Dataset records about object locations
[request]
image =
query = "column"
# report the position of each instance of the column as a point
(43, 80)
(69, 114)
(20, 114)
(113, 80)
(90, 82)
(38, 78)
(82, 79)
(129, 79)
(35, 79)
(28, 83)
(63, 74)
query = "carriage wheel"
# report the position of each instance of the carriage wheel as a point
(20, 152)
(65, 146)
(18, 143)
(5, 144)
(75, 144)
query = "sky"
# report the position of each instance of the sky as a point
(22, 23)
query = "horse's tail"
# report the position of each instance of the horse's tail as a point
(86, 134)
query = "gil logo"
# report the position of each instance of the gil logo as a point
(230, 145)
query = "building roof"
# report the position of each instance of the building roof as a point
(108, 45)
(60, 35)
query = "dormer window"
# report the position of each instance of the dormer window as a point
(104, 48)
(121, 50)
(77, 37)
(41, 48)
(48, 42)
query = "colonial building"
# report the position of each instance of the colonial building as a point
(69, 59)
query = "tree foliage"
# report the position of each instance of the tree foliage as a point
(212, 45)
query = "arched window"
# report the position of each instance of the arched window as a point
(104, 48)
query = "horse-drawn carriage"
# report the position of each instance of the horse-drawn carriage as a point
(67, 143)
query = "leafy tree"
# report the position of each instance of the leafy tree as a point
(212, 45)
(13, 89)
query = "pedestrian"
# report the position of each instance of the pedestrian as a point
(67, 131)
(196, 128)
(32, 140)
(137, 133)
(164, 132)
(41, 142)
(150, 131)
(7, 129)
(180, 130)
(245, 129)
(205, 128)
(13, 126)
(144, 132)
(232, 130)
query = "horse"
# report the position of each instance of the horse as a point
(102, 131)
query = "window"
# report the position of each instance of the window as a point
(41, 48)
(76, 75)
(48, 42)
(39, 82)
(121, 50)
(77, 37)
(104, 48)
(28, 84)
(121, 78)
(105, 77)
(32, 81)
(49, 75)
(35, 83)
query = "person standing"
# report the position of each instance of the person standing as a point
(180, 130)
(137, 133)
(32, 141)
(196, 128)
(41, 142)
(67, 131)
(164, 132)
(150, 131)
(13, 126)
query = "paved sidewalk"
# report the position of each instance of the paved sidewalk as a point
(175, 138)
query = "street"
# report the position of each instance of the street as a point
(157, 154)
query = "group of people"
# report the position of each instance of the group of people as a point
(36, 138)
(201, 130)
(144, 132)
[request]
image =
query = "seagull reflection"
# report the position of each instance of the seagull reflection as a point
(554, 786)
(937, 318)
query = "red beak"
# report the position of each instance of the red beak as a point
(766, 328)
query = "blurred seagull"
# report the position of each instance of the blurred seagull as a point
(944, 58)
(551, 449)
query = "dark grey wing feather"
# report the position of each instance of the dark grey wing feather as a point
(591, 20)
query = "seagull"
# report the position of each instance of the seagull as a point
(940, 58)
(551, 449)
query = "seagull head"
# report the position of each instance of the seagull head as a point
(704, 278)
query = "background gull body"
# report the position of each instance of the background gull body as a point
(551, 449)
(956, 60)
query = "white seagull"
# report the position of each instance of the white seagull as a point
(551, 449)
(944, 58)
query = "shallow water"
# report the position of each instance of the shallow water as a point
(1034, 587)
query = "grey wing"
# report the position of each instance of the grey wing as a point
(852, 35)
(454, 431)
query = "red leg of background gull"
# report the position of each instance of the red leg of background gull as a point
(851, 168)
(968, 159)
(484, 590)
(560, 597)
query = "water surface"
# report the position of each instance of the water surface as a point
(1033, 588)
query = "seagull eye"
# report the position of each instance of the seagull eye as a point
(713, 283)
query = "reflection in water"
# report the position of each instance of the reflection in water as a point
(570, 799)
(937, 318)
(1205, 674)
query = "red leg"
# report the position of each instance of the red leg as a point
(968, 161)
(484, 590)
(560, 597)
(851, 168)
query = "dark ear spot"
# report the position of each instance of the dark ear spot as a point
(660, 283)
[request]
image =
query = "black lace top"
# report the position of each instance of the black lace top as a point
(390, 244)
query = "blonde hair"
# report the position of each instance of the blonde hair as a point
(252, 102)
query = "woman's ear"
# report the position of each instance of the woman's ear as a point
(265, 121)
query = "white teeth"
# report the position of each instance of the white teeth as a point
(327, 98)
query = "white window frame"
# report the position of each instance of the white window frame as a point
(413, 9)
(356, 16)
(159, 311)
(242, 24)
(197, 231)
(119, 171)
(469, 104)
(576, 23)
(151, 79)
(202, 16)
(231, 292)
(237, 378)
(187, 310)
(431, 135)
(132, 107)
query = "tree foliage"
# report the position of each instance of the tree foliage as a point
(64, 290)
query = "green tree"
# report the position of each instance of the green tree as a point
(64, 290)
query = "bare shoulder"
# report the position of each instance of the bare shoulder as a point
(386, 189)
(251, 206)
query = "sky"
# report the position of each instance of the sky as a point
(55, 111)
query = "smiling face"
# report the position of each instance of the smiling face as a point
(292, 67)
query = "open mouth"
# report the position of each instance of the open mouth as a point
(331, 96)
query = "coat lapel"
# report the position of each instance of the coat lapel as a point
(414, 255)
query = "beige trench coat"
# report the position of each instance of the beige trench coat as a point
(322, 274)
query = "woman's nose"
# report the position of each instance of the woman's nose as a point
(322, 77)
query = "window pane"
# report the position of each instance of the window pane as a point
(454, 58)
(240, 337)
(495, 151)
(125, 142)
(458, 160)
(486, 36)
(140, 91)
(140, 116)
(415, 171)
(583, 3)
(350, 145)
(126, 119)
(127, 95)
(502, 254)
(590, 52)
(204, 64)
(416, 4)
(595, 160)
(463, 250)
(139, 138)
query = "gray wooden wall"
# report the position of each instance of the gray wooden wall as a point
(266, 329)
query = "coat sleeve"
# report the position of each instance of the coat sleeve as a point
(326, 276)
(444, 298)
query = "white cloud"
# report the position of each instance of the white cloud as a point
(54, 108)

#### What the task asks:
The data above must be returned in full, exactly as written.

#### Complete response:
[request]
image =
query = "column"
# report the position of each instance of the column as a point
(43, 80)
(69, 114)
(20, 114)
(113, 80)
(90, 82)
(38, 78)
(82, 79)
(129, 79)
(35, 79)
(28, 83)
(63, 74)
query = "carriage wheel"
# report the position of each instance of the carriage wheel as a point
(20, 152)
(65, 146)
(18, 143)
(5, 144)
(75, 144)
query = "sky"
# report the position of each instance of the sky as a point
(22, 23)
query = "horse's tail"
# report the position of each instance of the horse's tail as a point
(86, 134)
query = "gil logo"
# report the position of each instance of the gil logo as a point
(230, 145)
query = "building roof"
# report the position of each instance of the building roof as a point
(108, 45)
(60, 35)
query = "dormer window"
# report the position of each instance of the dormer window as a point
(104, 48)
(121, 50)
(77, 37)
(41, 48)
(48, 42)
query = "colonial building"
# report the position of each instance of the colonial building as a point
(69, 59)
query = "tree foliage"
# report the position of each instance of the tree foliage as a point
(212, 45)
query = "arched window"
# report the position of each instance of the arched window as a point
(104, 48)
query = "horse-drawn carriage"
# report the position of each instance of the horse-drawn carriage as a point
(67, 143)
query = "leafy tree"
# report the position of each instance of the leafy tree as a point
(212, 45)
(13, 89)
query = "pedestrian"
# report the position of each instance of the pedestrian as a point
(67, 131)
(196, 128)
(32, 140)
(137, 133)
(164, 132)
(41, 142)
(150, 131)
(7, 129)
(180, 130)
(245, 129)
(205, 128)
(13, 126)
(144, 132)
(232, 130)
query = "horse"
# report the position of each instance of the horse as a point
(102, 131)
query = "window"
# report the position of each instance of the window as a point
(41, 48)
(76, 75)
(48, 42)
(39, 82)
(121, 50)
(77, 37)
(104, 48)
(28, 84)
(121, 78)
(105, 77)
(32, 81)
(49, 75)
(35, 83)
query = "person standing"
# report the position of each instance of the person standing as a point
(180, 130)
(137, 133)
(32, 141)
(196, 128)
(41, 142)
(67, 131)
(164, 132)
(150, 131)
(13, 126)
query = "paved sidewalk"
# report the position of each instance of the paved sidewalk as a point
(175, 138)
query = "street"
# report the position of each instance of the street as a point
(157, 154)
query = "group of people"
# report the position of each instance of the group of people as a point
(36, 138)
(201, 130)
(144, 132)
[request]
image =
query = "seagull reflection"
# report the position of each instance of the seagull reflection as a point
(554, 786)
(937, 318)
query = "red beak"
# report the position of each instance of the red beak as a point
(766, 328)
query = "blurred seagull"
# report the position of each instance of the blurred seagull as a point
(944, 58)
(551, 449)
query = "dark grey wing feather"
# report the position of each instance of the dark grey wing feather as a point
(591, 20)
query = "seagull"
# report the position of each instance of the seagull as a point
(940, 58)
(551, 449)
query = "seagull head"
# report the position of each instance of the seagull head as a point
(704, 278)
query = "background gull body"
# report the position of each instance of the background gull body as a point
(551, 449)
(956, 60)
query = "white seagull"
# report the position of each instance of the white seagull as a point
(551, 449)
(944, 58)
query = "shallow water"
# report the position of each instance of the shallow water as a point
(1034, 587)
query = "grey wing"
# report the position of each instance of the grey wing as a point
(852, 35)
(454, 431)
query = "red leg of background gull"
# report the position of each instance of the red leg of background gull as a point
(851, 168)
(968, 159)
(484, 590)
(560, 597)
query = "water surface"
# report the position of each instance of the water surface as a point
(1033, 588)
query = "seagull eye"
# report the position of each instance of the seagull eye as a point
(713, 283)
query = "reflection in water"
# report the position of each instance of the reflection in water as a point
(570, 799)
(937, 318)
(1205, 674)
query = "red leg"
# report the position of each instance of the red leg as a point
(968, 161)
(484, 590)
(560, 597)
(851, 168)
query = "dark ear spot"
# report the position of each instance of the dark ear spot as a point
(660, 283)
[request]
image =
query = "black lace top"
# report the position of each instance of the black lace top as a point
(390, 244)
query = "blonde hair"
# report the position of each instance of the blonde hair as a point
(252, 102)
query = "woman's ear"
# report the position of each instance of the woman's ear as a point
(265, 121)
query = "white teeth"
# report the position of each instance of the white teeth as a point
(327, 98)
query = "white window frame"
# report the position of each instance of the white window frame as a point
(413, 9)
(356, 16)
(159, 311)
(242, 24)
(197, 231)
(119, 171)
(469, 104)
(576, 23)
(151, 79)
(202, 16)
(231, 292)
(237, 378)
(187, 310)
(431, 135)
(132, 107)
query = "tree foliage"
# report the position of each instance of the tree foliage as a point
(64, 290)
query = "green tree"
# report the position of each instance of the green tree as a point
(64, 290)
query = "bare shoulder"
# report the position of each instance of the bare shoulder as a point
(386, 189)
(251, 206)
query = "sky"
# report the position of each instance of the sky as a point
(55, 111)
query = "smiling face"
# report the position of each instance of the smiling face as a point
(292, 67)
query = "open mouth"
# report the position of each instance of the open mouth as a point
(331, 96)
query = "coat lapel"
# report the position of each instance of the coat lapel as a point
(414, 255)
query = "beige trench coat"
# report the position of each instance of the beige trench coat as a point
(322, 274)
query = "woman's nose"
# report the position of each instance of the woman's nose as a point
(322, 77)
query = "window pane"
# report the position of each instance of the window pane as a point
(454, 58)
(240, 337)
(495, 151)
(125, 142)
(458, 160)
(486, 36)
(140, 91)
(140, 116)
(415, 171)
(583, 3)
(350, 145)
(126, 119)
(127, 95)
(502, 254)
(590, 52)
(204, 64)
(416, 4)
(595, 160)
(463, 250)
(139, 138)
query = "gray wooden wall"
# report the position of each instance of the gray wooden wall as a point
(266, 329)
query = "coat sleeve"
# report the position of each instance of the coat sleeve as a point
(326, 276)
(444, 298)
query = "white cloud"
# report the position of each instance of the white cloud as a point
(54, 108)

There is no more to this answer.